Image point grounding data:

---*---

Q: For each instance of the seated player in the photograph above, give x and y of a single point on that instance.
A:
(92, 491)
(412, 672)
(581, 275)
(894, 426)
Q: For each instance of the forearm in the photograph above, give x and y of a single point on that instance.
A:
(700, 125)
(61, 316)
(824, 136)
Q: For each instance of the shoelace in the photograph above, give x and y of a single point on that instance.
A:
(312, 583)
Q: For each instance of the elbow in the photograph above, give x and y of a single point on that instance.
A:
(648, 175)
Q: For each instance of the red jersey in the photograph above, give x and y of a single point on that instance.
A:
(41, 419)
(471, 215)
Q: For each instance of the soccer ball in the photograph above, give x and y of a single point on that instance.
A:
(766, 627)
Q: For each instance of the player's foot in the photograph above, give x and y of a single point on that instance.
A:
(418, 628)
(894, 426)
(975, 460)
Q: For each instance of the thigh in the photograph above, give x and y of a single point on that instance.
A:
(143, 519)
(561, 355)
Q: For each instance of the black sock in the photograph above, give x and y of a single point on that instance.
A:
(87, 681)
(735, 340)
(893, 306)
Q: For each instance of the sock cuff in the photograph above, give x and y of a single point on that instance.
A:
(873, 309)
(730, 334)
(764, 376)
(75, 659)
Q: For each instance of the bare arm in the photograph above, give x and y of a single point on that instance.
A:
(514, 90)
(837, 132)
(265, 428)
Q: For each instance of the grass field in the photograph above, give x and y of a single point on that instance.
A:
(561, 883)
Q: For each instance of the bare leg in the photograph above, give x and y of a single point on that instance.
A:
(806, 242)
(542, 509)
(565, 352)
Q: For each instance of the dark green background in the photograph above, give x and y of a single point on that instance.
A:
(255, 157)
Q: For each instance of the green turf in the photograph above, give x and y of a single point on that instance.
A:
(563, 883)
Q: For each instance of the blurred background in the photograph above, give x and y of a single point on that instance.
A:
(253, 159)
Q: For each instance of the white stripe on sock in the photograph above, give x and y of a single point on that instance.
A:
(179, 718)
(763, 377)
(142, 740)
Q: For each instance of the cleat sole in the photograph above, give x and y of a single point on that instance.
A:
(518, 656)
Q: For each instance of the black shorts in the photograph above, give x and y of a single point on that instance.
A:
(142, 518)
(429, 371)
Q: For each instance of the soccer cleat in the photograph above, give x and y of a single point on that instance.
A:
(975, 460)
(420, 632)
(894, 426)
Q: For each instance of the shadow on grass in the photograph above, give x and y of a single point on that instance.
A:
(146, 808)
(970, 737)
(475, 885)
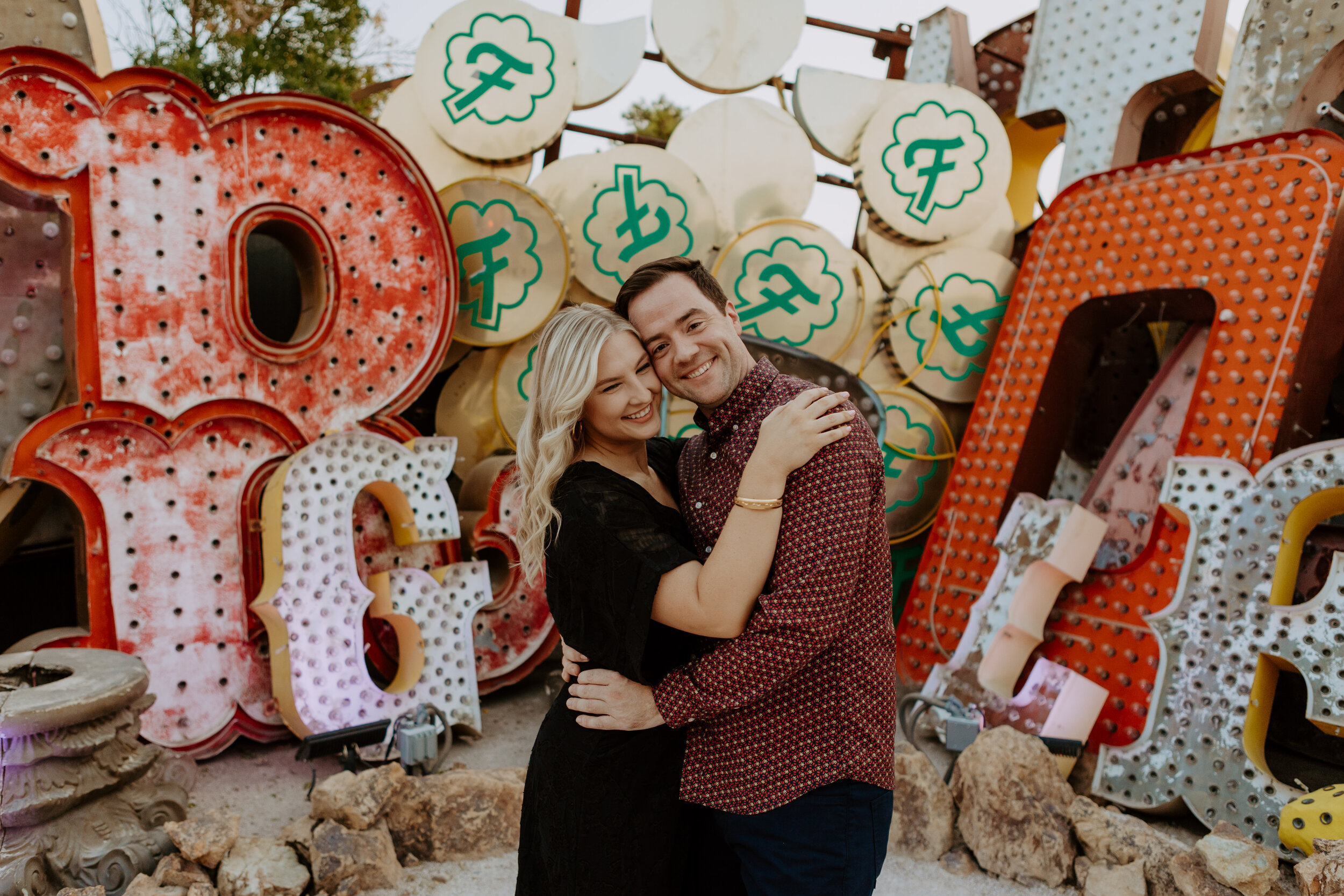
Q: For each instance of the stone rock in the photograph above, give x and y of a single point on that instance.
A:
(923, 825)
(299, 835)
(205, 837)
(261, 867)
(1081, 867)
(1109, 879)
(959, 862)
(1192, 879)
(366, 856)
(459, 814)
(1116, 837)
(146, 886)
(175, 871)
(1014, 808)
(1321, 873)
(1237, 862)
(356, 801)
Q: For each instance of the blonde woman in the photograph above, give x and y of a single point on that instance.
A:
(600, 512)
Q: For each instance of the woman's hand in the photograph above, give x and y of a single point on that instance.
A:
(793, 433)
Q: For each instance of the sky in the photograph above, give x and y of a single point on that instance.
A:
(834, 207)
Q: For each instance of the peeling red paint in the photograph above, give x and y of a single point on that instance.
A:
(155, 178)
(515, 632)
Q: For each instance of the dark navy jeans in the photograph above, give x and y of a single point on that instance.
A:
(830, 841)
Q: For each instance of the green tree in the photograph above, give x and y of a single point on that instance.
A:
(657, 119)
(252, 46)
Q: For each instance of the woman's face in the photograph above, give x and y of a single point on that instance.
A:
(625, 404)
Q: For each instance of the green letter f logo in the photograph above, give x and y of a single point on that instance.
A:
(484, 312)
(936, 168)
(492, 78)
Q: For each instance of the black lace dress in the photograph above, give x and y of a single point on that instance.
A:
(600, 811)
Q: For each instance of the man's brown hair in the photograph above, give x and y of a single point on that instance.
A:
(649, 276)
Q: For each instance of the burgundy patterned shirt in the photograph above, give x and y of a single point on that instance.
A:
(807, 695)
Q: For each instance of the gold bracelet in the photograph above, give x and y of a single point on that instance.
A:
(759, 504)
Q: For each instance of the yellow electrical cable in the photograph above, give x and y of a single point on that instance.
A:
(912, 456)
(858, 315)
(495, 405)
(937, 328)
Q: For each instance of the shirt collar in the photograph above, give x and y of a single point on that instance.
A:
(744, 398)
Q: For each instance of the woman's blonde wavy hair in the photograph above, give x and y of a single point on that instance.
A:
(563, 375)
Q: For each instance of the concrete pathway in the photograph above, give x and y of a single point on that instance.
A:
(268, 787)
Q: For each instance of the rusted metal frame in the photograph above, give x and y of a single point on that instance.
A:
(1007, 61)
(654, 141)
(553, 152)
(382, 87)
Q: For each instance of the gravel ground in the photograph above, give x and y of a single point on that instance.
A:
(268, 787)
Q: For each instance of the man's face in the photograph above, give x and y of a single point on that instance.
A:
(697, 350)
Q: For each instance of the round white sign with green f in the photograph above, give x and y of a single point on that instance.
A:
(512, 260)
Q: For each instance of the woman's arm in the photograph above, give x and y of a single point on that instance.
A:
(717, 597)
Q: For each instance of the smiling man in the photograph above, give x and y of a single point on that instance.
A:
(791, 726)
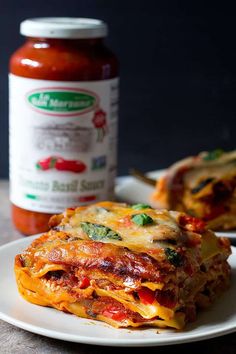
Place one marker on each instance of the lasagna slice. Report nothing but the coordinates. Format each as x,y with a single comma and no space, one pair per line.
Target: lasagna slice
125,265
203,186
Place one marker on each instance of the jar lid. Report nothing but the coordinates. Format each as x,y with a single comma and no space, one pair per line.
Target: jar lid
63,27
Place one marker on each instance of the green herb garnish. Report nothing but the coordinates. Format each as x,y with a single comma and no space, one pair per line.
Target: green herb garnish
142,219
213,155
173,257
99,232
141,206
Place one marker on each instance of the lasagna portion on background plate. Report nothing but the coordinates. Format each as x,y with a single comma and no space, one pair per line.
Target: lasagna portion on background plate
125,265
203,186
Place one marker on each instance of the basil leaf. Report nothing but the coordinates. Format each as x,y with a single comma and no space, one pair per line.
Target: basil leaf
99,232
141,206
213,155
142,219
173,257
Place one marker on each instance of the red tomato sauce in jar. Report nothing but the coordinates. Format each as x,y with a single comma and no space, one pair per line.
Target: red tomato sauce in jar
63,119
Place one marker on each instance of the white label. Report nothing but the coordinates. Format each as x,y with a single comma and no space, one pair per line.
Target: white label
63,138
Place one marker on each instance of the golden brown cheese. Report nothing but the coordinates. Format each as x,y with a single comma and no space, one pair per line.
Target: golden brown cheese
103,262
203,186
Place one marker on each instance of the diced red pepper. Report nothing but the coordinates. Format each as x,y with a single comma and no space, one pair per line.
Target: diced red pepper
191,223
84,283
126,221
147,296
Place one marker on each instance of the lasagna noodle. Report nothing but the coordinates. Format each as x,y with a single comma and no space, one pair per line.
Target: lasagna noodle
104,279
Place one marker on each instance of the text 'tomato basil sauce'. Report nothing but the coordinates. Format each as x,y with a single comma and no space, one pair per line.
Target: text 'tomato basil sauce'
63,119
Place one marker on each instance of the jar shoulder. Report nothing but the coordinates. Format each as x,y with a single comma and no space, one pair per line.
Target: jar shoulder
60,63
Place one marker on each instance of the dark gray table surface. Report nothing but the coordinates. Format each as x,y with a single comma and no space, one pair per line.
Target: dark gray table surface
14,340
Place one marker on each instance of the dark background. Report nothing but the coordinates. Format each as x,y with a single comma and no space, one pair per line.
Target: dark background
178,77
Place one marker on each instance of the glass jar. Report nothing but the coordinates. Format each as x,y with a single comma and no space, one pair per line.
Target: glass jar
63,88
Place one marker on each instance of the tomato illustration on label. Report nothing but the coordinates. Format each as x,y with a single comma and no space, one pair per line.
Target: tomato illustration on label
100,123
60,164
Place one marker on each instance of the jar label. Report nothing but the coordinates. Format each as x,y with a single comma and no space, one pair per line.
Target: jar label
63,140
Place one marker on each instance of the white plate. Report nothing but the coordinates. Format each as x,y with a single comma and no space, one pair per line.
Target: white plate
220,319
132,191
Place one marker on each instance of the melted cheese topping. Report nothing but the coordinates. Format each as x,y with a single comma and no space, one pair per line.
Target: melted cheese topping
118,218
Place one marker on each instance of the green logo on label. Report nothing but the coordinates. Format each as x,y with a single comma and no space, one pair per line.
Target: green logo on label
62,102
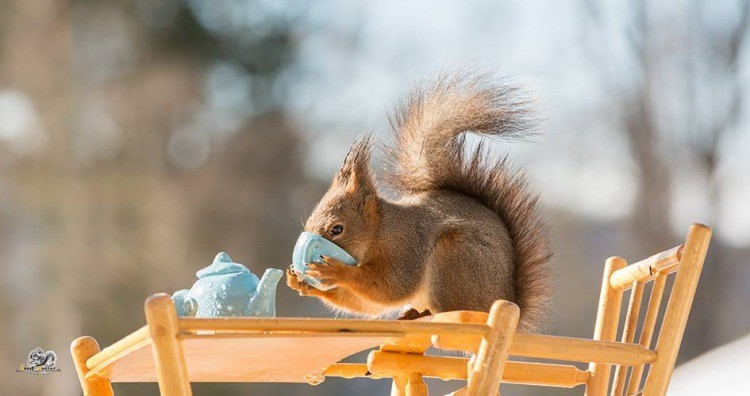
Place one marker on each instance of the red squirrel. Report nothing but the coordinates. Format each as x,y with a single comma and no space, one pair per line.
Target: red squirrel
464,230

---*---

#### [ACTION ITEM]
The output is the stretch above from the line with "Q: For each instance of the blurred" through the line with "Q: For each instance of the black lace", copied word for word with both ends kept and every picture dropped.

#### [SOLUTION FOR THIS PROBLEM]
Q: For each instance of the blurred background in the photograph above, give x and y of a single point on that instance.
A:
(253, 159)
Q: For each instance of the white stripe on sock in the photograph above, give x and y of a single point on that instance.
A:
(179, 718)
(763, 377)
(142, 740)
Q: For each instance of the cleat sole in the photograph above, give x and y of a single point on that instance.
A:
(518, 656)
Q: For each instance of the black shorts in the photograph above, give x and y of a single point on that instance.
A:
(142, 518)
(429, 371)
Q: For each instance of the soccer cleat in the photograph above, give x and y of a single point on that instance.
A:
(975, 460)
(420, 632)
(894, 426)
Q: For each instance of the shadow on grass in the photograph above, give x and y of a single point on that instance.
A:
(146, 808)
(970, 737)
(475, 885)
Q: For each instance of the stone rock in the photograph above, give x and y of a single point on that instance.
A:
(923, 825)
(299, 835)
(205, 837)
(261, 867)
(1081, 867)
(1109, 879)
(959, 862)
(1192, 879)
(366, 856)
(459, 814)
(1116, 837)
(146, 886)
(175, 871)
(1014, 808)
(1321, 873)
(1237, 862)
(356, 801)
Q: For each instance of the blonde woman in the photograph above, give x and y of a single point on that instance.
A:
(600, 512)
Q: For each instance of the woman's hand in the photograph above, give x and y of a single point on that instance.
A:
(793, 433)
Q: For each instance of the sky in the photograph above, give x and y of a single point on that instance.
A:
(834, 207)
Q: For each instance of the peeling red paint in the photograph above, give x and y of a single point on that instance.
A:
(155, 178)
(515, 632)
Q: For each instance of the dark navy jeans in the photograph above, give x and y of a single point on that instance.
A:
(830, 841)
Q: For each instance of the green tree in the photograph above, give x and y of a single point on that instance.
A:
(657, 119)
(252, 46)
Q: For each instance of the woman's face in the photograph above, give x and y of a single point on that instance.
A:
(625, 404)
Q: For each instance of the green letter f logo in the photograph above, give x and y of a single point on that instance.
A:
(484, 312)
(936, 168)
(492, 78)
Q: For each instance of the black lace dress in the photograph above, give x and y of a single point on that instance.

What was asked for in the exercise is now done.